▸ Written task 1: List every song title that the review below mentions.
▸ Written task 2: In the review below, repeat the passage word for word, beginning at the words "I promised to" and stopping after "relationship should work.".

▸ Article:
Following her shooting, but before she dies, Julie appears to think the best move for Joey, who is innocent in all of this (except for the getting-Julie-knocked-up part), is to run. Yeah, that won’t look suspicious at all. But, again, can we get their ages? Maybe in the liner notes?
I’m left wondering how it became a minor hit. Although the lyrics do present a short story, which might engage us, it is one of tragic young love, not the sort of thing we typically wanted to hear about on our transistor radio at the beach. Mix in the bits that don’t make a lot of sense, and one could argue that hearing this story multiple times would not typically lead to some deeper insight the way a Pink Floyd concept album might. The music itself is stereotypical, harking back to the early rock sound, the sound we associate with the teenage-love-death songs of the early 1960s. The changing voices – chorus, Julie, Joey – do provide more interest in that area than the typical pop song, but I’m not sure that’s enough to justify the song getting to number four on the hot 100.
Yep, Run Joey Run had a small run up the singles charts and peaked at #4 in the week of October 4, 1975. Number 5 that week (and the song that replaced Joey at #4 the next week) was the novelty hit Mr. Jaws. If you don’t know about Dickie Goodman’s novelty records like Mr. Jaws, they’re easy to describe. Our over-caffeinated announcer interviews someone fictional (like the shark and other characters from the movie Jaws) and that character answers in carefully chosen clips from popular songs of the day. Kind of like sampling before sampling. The shark might answer a question with “Why can’t we be friends?” ripped from the War song of the same name. It’s funny, see? (Full disclosure: I was given a 45 of Mr. Jaws as a gift for Christmas 1975 – so, yes, I actaully owned this record.)
It is not, however, really a song, so perhaps it is fitting that Joey was displaced by Mr. Jaws. If you were wondering what sat at #1 that week, it was Bowie’s Fame. The takeaway? The distance between #1 and #4 is much, much greater than “3.”
I promised to talk about the rest of the album, which was presumably quickly assembled after the single took off. There is some soft disco and some soft rock, but most is quickly forgettable. Some lowlights:
In Frankie, I’m so Sorry, out protagonist is not apologizing for running out on Frankie, but rather for teaching her to dance. Clearly, there’s some confusion about what an apology is for. Anyway, now she’s so good at doing the hustle, she won’t dance with him. Which, again, seems to misconstrue how teaching and learning work in the real world. Not to mention how a relationship should work.

[Excerpts of location labeling data]
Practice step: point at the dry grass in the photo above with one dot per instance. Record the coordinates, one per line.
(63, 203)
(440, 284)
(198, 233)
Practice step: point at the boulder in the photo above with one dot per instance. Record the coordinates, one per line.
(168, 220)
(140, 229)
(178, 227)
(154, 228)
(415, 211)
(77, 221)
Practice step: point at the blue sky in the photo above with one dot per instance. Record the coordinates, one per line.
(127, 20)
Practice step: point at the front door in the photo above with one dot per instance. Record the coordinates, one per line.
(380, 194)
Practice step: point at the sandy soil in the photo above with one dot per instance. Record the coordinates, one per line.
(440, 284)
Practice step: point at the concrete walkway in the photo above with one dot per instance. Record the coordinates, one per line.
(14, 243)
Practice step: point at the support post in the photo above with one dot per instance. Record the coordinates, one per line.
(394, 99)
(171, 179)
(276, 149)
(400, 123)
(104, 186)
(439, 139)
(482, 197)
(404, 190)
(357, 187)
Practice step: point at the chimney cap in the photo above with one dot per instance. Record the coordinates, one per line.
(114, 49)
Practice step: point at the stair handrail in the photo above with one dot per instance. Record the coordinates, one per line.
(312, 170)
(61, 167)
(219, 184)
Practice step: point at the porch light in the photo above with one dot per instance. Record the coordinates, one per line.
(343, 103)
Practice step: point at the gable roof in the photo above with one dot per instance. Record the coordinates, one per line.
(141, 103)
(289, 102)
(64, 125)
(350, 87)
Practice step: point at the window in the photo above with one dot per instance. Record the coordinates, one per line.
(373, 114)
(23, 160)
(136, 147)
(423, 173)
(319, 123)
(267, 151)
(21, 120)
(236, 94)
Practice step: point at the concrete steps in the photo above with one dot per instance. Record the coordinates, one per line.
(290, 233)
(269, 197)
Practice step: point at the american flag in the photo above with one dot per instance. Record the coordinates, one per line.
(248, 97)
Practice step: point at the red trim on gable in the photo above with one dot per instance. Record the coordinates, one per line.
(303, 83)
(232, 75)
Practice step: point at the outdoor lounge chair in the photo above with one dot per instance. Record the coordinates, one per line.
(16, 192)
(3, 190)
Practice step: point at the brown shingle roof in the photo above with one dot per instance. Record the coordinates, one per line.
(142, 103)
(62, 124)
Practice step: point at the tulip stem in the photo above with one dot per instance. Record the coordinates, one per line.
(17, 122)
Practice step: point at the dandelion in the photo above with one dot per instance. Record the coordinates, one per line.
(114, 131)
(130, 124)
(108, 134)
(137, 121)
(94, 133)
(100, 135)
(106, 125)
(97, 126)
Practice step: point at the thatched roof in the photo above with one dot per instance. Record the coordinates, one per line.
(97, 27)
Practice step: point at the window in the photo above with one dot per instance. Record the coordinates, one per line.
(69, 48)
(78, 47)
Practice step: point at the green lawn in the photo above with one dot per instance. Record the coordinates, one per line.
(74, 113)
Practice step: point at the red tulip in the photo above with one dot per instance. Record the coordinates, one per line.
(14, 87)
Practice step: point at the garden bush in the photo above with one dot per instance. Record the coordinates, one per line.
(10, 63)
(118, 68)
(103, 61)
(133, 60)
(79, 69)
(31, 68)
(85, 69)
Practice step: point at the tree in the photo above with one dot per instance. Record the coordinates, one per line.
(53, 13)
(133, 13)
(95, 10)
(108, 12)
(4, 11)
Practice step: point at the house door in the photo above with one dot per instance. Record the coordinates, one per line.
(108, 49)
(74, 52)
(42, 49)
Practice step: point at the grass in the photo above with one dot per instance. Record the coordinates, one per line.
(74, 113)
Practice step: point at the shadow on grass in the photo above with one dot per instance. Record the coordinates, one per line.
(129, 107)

▸ Written response 1:
Run Joey Run
Mr. Jaws
Why can't we be friends?
Fame
Frankie, I'm so Sorry

▸ Written response 2:
I promised to talk about the rest of the album, which was presumably quickly assembled after the single took off. There is some soft disco and some soft rock, but most is quickly forgettable. Some lowlights:
In Frankie, I’m so Sorry, out protagonist is not apologizing for running out on Frankie, but rather for teaching her to dance. Clearly, there’s some confusion about what an apology is for. Anyway, now she’s so good at doing the hustle, she won’t dance with him. Which, again, seems to misconstrue how teaching and learning work in the real world. Not to mention how a relationship should work.